Studio album by Lagwagon
- Released: April 8, 2003
- Recorded: November 2002
- Genre: Punk rock, skate punk, melodic hardcore
- Length: 41:48
- Label: Fat Wreck Chords
- Producer: Joey Cape

Lagwagon chronology
| Let's Talk About Leftovers (2000) | Blaze (2003) | Resolve (2005) |

= Blaze (Lagwagon album) =

"Blaze" is the sixth studio album by American punk rock band Lagwagon, which was released in 2003.

==Background and recording==
Lagwagon recorded with Ryan Greene in March 2002. While on the 2002 Warped Tour, the band handed out promo samplers that included two songs from the album, "Dinner and a Movie" and "Never Stops". In September, the band were writing material for their next album, which they spent November recording.

The album marked their first studio release in the five years since Let's Talk About Feelings. The absence was due to frontman Joey Cape being involved with band projects like Bad Astronaut and Me First and the Gimme Gimmes. Lagwagon did not completely disband during that time, and briefly reunited in 2002.

==Release==
On December 25, 2002, Blaze was announced for release in April 2003. On March 17, 2003, the album's artwork and track listing was posted online. Two days later, "Falling Apart" was posted on the label's website. Blaze was released on April 8, 2003, through Fat Wreck Chords. In April and May 2003, the band embarked on a headlining US tour, with Avoid One Thing and Yellowcard. On May 31 and June 1, the band held one-off shows that were recorded as part of the Live in a Dive series. In August and September, the band toured across Europe, which included appearances at the Reading and Leeds Festivals, and four shows as part of the Reconstruction Festival.

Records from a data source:
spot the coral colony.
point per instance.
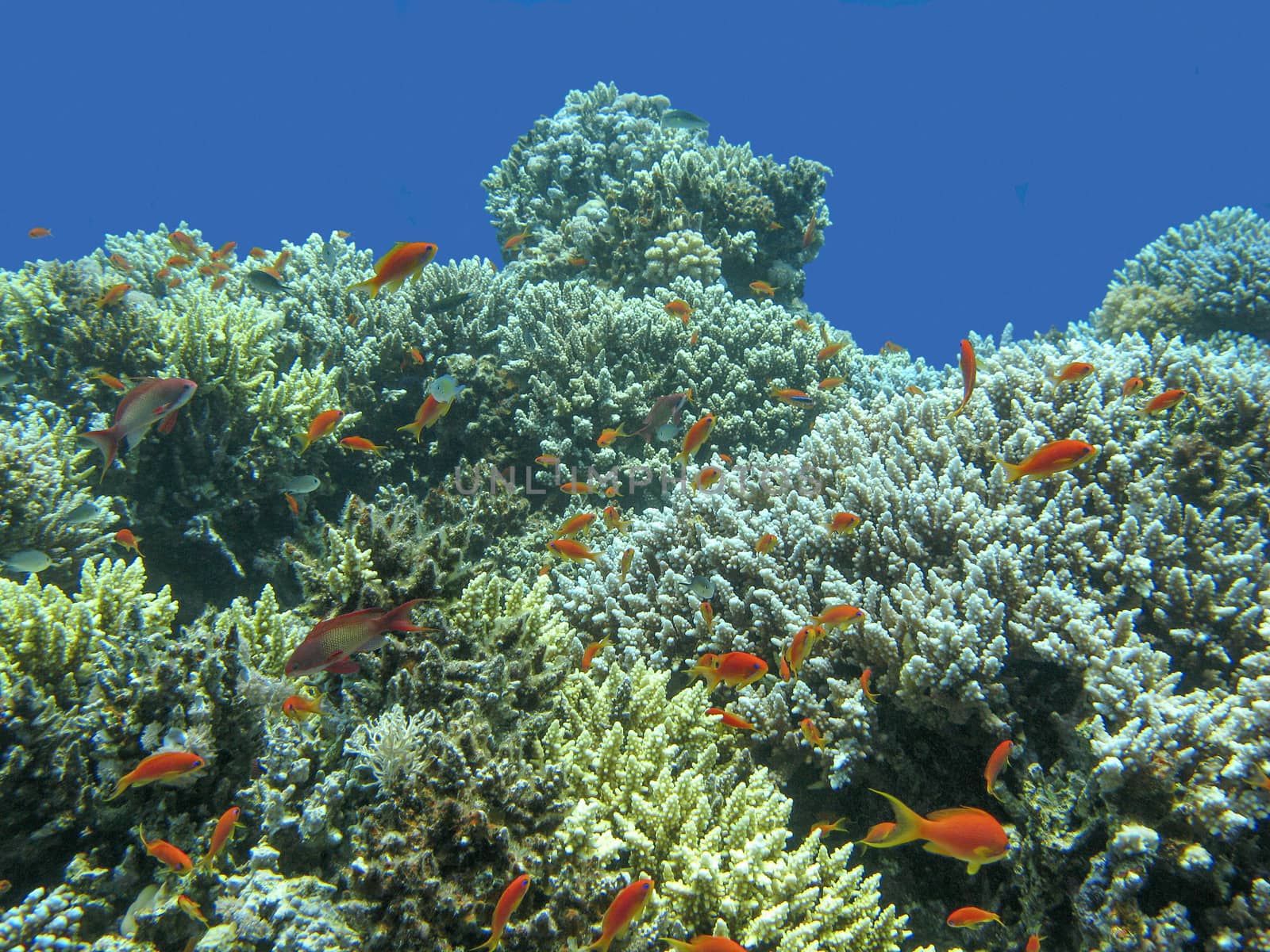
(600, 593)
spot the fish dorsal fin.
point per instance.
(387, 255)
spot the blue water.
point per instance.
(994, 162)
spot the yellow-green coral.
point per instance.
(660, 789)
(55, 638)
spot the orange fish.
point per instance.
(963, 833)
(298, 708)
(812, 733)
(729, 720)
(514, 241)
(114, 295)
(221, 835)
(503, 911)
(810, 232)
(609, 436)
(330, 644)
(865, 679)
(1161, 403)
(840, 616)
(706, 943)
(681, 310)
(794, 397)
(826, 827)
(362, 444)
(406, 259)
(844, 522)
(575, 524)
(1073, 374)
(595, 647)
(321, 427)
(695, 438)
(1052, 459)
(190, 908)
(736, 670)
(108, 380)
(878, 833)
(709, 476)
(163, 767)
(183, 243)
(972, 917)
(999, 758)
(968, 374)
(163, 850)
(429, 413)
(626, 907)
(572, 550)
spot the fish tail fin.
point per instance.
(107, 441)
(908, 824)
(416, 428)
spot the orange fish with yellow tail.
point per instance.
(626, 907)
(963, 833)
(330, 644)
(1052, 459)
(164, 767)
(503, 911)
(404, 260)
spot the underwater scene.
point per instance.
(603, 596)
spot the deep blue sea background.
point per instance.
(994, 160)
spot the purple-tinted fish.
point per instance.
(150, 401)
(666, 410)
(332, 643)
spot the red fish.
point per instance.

==

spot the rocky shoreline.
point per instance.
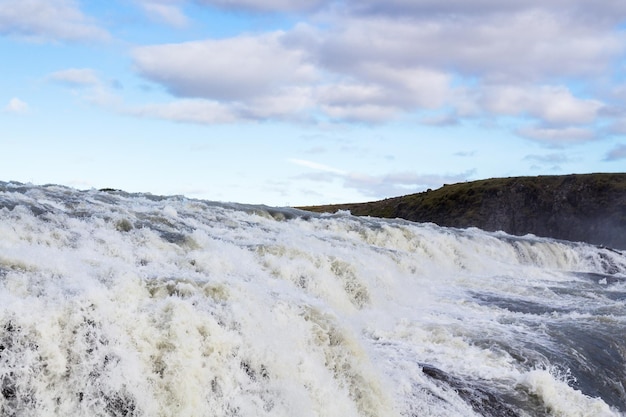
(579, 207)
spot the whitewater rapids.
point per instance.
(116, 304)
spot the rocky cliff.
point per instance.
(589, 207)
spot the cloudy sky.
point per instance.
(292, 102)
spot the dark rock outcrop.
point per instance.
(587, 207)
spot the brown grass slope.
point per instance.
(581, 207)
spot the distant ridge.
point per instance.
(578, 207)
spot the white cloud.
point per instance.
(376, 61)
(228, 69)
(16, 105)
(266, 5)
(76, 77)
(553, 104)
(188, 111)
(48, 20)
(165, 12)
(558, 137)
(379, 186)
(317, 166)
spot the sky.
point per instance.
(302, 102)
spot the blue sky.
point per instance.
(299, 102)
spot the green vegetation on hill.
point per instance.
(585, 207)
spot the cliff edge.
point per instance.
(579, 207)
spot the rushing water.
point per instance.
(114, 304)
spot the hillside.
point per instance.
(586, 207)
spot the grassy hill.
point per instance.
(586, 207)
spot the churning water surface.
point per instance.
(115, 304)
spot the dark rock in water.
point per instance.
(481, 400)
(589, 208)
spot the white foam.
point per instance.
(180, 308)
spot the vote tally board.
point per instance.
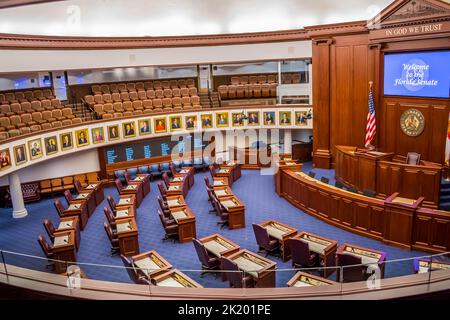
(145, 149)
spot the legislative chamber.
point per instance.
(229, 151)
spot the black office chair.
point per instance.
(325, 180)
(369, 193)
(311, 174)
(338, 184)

==

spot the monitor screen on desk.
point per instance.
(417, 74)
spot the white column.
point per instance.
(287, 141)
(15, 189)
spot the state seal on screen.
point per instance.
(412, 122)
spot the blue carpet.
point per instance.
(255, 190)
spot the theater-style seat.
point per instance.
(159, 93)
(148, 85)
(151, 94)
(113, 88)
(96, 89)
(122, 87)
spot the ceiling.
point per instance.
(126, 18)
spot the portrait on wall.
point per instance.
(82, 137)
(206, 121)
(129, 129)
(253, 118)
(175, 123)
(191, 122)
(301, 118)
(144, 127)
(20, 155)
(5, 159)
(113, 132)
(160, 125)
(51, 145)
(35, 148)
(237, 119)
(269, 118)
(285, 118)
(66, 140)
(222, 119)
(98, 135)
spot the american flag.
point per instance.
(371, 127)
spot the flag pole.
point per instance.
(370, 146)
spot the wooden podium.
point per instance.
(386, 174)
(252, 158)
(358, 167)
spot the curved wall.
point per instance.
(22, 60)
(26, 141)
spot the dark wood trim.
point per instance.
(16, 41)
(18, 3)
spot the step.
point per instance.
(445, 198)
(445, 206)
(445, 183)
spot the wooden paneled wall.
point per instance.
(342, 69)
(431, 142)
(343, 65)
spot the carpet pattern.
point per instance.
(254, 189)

Instructions
1. Answer these questions about the article on the Lagwagon album Blaze:
(a) Who is listed as the album's producer?
(b) Which song was posted on the label's website two days after the artwork and track listing went online?
(c) In what month of 2002 did the band record the album?
2. Please locate every line of the records that contains the string "yellow", and copy each one.
The text and the records come from unrelated sources.

Solutions to the exercise
1.
(a) Joey Cape
(b) "Falling Apart"
(c) November

2.
spot the yellow-green coral.
spot the orange fish with yellow tail.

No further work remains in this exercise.